## Given problem
Put the data from the line with "Every instance of the crowd" through the end of the data into a two-column CSV with the columns text and answer. Give each row one line of text and the answer that follows it, with both fields quoted and any line breaks replaced by spaces.

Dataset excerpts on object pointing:
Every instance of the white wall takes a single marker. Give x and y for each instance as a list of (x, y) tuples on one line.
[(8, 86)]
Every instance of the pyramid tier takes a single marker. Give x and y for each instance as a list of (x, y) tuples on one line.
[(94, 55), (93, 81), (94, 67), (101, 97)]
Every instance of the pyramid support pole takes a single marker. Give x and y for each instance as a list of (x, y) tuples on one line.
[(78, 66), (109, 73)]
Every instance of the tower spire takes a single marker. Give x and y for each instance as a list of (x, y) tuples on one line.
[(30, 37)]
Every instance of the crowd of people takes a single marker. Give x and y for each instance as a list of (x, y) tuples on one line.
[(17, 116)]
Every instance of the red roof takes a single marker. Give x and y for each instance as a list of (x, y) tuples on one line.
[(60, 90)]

## The solution
text,answer
"Every instance of the crowd of people takes a single marker. Give x and y for each instance as a list of (x, y) tuples on one line.","[(17, 116)]"
"Every instance of the red roof takes a single marker. Give x and y for each instance as a list of (x, y) tuples on one line.","[(60, 90)]"